### The task
Output the lines of the records below exactly, beginning at their first line and ending at the line with "Q: Mark a point on every instance of the wall-mounted"; include no pictures.
[[ Input records, beginning ]]
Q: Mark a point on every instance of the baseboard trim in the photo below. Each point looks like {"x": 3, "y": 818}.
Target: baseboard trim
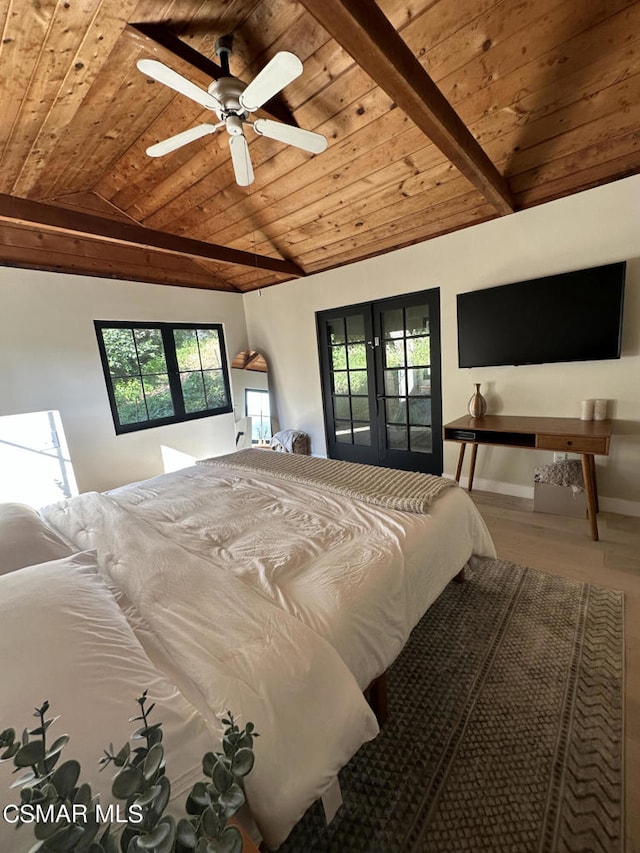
{"x": 615, "y": 505}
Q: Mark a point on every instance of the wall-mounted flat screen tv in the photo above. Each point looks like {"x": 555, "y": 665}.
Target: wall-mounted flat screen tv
{"x": 574, "y": 316}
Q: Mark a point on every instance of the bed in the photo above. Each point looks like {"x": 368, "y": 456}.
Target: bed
{"x": 244, "y": 583}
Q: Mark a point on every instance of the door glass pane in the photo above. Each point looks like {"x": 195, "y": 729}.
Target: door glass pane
{"x": 357, "y": 356}
{"x": 342, "y": 431}
{"x": 420, "y": 410}
{"x": 341, "y": 382}
{"x": 419, "y": 351}
{"x": 419, "y": 380}
{"x": 396, "y": 411}
{"x": 355, "y": 328}
{"x": 338, "y": 356}
{"x": 335, "y": 331}
{"x": 360, "y": 408}
{"x": 417, "y": 320}
{"x": 394, "y": 353}
{"x": 341, "y": 408}
{"x": 397, "y": 438}
{"x": 362, "y": 434}
{"x": 421, "y": 439}
{"x": 358, "y": 381}
{"x": 392, "y": 323}
{"x": 395, "y": 383}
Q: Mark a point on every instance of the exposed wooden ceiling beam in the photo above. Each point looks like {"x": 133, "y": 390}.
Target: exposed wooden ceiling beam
{"x": 363, "y": 30}
{"x": 62, "y": 220}
{"x": 163, "y": 45}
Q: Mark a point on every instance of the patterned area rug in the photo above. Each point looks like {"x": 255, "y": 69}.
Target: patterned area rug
{"x": 505, "y": 728}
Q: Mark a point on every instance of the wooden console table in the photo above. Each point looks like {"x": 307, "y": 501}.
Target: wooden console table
{"x": 588, "y": 438}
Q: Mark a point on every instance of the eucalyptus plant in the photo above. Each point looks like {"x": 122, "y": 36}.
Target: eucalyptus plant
{"x": 68, "y": 818}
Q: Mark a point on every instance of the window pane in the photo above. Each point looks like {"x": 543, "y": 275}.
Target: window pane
{"x": 420, "y": 410}
{"x": 358, "y": 381}
{"x": 158, "y": 396}
{"x": 395, "y": 383}
{"x": 394, "y": 353}
{"x": 419, "y": 381}
{"x": 396, "y": 411}
{"x": 121, "y": 352}
{"x": 341, "y": 382}
{"x": 150, "y": 350}
{"x": 187, "y": 353}
{"x": 341, "y": 408}
{"x": 360, "y": 408}
{"x": 419, "y": 351}
{"x": 418, "y": 320}
{"x": 210, "y": 352}
{"x": 215, "y": 392}
{"x": 355, "y": 328}
{"x": 193, "y": 391}
{"x": 392, "y": 323}
{"x": 335, "y": 330}
{"x": 357, "y": 356}
{"x": 130, "y": 401}
{"x": 397, "y": 438}
{"x": 338, "y": 357}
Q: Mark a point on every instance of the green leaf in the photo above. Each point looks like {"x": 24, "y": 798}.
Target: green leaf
{"x": 153, "y": 761}
{"x": 128, "y": 782}
{"x": 65, "y": 778}
{"x": 242, "y": 762}
{"x": 153, "y": 840}
{"x": 232, "y": 799}
{"x": 147, "y": 797}
{"x": 230, "y": 841}
{"x": 222, "y": 778}
{"x": 29, "y": 754}
{"x": 186, "y": 833}
{"x": 211, "y": 824}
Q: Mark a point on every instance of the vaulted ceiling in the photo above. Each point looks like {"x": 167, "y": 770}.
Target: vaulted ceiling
{"x": 439, "y": 114}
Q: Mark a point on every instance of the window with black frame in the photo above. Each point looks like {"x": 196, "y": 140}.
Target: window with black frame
{"x": 163, "y": 373}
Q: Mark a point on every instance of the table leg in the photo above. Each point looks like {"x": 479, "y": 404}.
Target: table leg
{"x": 592, "y": 499}
{"x": 472, "y": 468}
{"x": 592, "y": 461}
{"x": 463, "y": 447}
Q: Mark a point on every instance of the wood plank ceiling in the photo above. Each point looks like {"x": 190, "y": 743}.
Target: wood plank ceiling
{"x": 439, "y": 114}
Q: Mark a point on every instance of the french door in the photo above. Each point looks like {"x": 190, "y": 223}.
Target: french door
{"x": 380, "y": 370}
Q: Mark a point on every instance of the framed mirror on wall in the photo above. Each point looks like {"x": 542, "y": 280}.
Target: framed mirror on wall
{"x": 251, "y": 399}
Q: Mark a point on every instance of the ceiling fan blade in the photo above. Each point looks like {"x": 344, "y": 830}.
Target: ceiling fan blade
{"x": 277, "y": 73}
{"x": 241, "y": 160}
{"x": 305, "y": 139}
{"x": 163, "y": 74}
{"x": 180, "y": 139}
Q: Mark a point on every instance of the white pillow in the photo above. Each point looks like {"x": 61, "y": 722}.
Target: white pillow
{"x": 64, "y": 639}
{"x": 26, "y": 539}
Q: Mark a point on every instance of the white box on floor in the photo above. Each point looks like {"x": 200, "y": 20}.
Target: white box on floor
{"x": 559, "y": 500}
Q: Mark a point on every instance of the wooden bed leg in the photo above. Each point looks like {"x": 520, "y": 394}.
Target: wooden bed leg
{"x": 376, "y": 696}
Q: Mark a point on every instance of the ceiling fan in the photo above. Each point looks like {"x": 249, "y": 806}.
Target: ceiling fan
{"x": 233, "y": 102}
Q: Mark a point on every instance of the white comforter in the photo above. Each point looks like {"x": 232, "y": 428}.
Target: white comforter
{"x": 229, "y": 648}
{"x": 360, "y": 576}
{"x": 276, "y": 601}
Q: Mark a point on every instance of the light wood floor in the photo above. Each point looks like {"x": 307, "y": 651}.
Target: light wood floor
{"x": 563, "y": 546}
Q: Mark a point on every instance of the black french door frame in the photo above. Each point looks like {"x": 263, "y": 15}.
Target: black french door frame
{"x": 381, "y": 381}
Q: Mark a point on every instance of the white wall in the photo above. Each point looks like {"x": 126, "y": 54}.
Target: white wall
{"x": 49, "y": 360}
{"x": 592, "y": 228}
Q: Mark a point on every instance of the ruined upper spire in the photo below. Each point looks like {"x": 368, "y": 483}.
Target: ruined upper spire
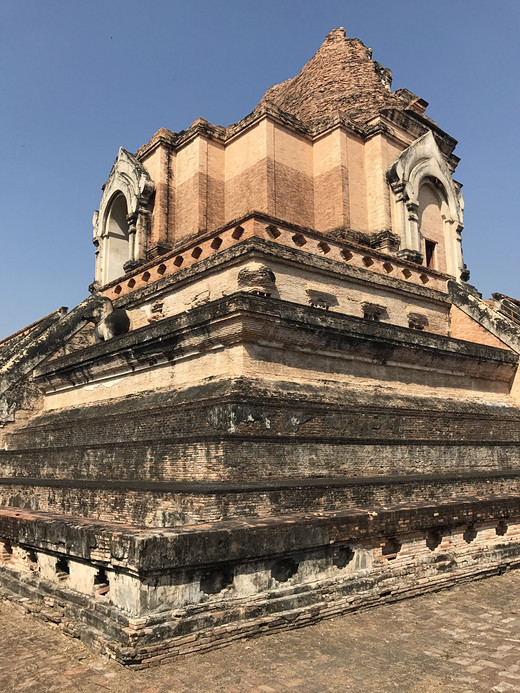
{"x": 341, "y": 76}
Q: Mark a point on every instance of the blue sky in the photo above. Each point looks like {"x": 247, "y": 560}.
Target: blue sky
{"x": 80, "y": 79}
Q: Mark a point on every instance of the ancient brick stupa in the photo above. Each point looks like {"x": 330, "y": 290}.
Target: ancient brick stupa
{"x": 282, "y": 400}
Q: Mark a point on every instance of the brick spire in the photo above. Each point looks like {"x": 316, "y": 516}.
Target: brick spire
{"x": 341, "y": 76}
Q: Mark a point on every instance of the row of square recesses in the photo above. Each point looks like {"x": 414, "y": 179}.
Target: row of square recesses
{"x": 298, "y": 239}
{"x": 215, "y": 580}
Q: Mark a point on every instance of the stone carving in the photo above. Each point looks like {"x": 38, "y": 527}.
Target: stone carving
{"x": 110, "y": 322}
{"x": 258, "y": 279}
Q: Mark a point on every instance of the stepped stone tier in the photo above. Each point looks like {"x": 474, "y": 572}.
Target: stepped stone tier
{"x": 282, "y": 399}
[[ Input records, end ]]
### Solution below
Q: Mark a point on every instance of the baseboard trim in the photo below. Each point looks like {"x": 3, "y": 818}.
Target: baseboard trim
{"x": 615, "y": 505}
Q: Mark a point on every instance of the wall-mounted flat screen tv in the photo above. Each point looks like {"x": 555, "y": 665}.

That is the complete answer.